The request ▸ Please repeat every line of the listing below exactly, leaving out the pictures.

--- BEGIN Raw data ---

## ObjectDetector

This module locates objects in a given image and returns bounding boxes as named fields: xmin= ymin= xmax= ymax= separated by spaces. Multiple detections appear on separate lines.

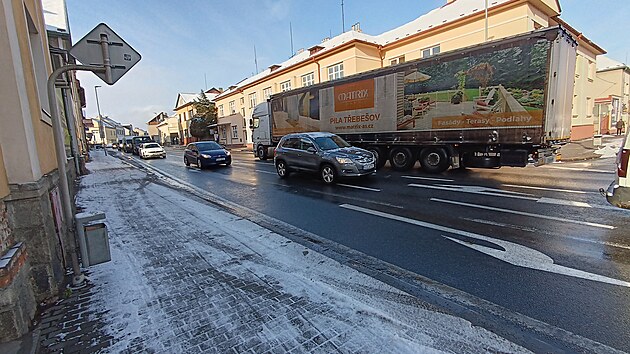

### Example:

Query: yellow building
xmin=215 ymin=0 xmax=605 ymax=144
xmin=0 ymin=0 xmax=76 ymax=342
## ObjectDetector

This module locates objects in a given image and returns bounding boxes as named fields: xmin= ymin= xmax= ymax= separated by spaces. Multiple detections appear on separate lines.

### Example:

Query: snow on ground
xmin=77 ymin=156 xmax=526 ymax=353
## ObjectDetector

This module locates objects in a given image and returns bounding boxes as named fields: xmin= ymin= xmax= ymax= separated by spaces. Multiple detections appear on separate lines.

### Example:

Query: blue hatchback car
xmin=184 ymin=141 xmax=232 ymax=169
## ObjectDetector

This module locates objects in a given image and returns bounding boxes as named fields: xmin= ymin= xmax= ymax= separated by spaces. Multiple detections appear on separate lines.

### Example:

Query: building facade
xmin=215 ymin=0 xmax=605 ymax=144
xmin=0 ymin=0 xmax=82 ymax=341
xmin=593 ymin=56 xmax=630 ymax=134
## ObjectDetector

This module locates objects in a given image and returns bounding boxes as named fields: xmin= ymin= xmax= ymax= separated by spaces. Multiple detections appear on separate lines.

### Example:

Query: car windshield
xmin=197 ymin=141 xmax=223 ymax=151
xmin=315 ymin=135 xmax=351 ymax=150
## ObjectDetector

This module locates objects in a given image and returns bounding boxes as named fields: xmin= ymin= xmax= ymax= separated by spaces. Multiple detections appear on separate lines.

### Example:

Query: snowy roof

--- END Raw data ---

Response to this exercise ▸
## ObjectDetector

This module locates objects in a given image and returns bounding boxes as named fields: xmin= ymin= xmax= ymax= separated by spaces. Multiple detections appear on separate lines.


### Example:

Query: yellow building
xmin=215 ymin=0 xmax=605 ymax=144
xmin=0 ymin=0 xmax=76 ymax=342
## ObjectDetector

This module locates objects in a given image and returns bounding boxes as named fields: xmin= ymin= xmax= ymax= separated by spaces. Multiple detections appear on separate lines.

### Example:

Query: snow on ground
xmin=77 ymin=156 xmax=526 ymax=353
## ObjectDetector

This module locates objects in a given image and returns bounding boxes as named fields: xmin= ymin= xmax= ymax= separated by spaces. Multiple detections appear on separate lines.

### Example:

Query: blue hatchback car
xmin=184 ymin=141 xmax=232 ymax=169
## ObjectDetector

This module locates objects in a given image and returns bounding boxes as named fields: xmin= ymin= xmax= ymax= separated by spaces. Multiple detections appear on separate lines.

### Example:

Query: building facade
xmin=215 ymin=0 xmax=605 ymax=144
xmin=0 ymin=0 xmax=82 ymax=341
xmin=593 ymin=56 xmax=630 ymax=134
## ObjectDetector

This module locates objects in a given image and returns bounding boxes as named fields: xmin= ymin= xmax= ymax= separated by spaces. Multiple detections appear on separate lines.

### Example:

Query: car windshield
xmin=197 ymin=141 xmax=223 ymax=151
xmin=315 ymin=135 xmax=351 ymax=150
## ObjectDetector

This module locates objects in a given image and returns bounding boxes as named fields: xmin= ymin= xmax= ymax= separated by spaces. Multiple detections appear on separate lines.

### Example:

Query: snowy roof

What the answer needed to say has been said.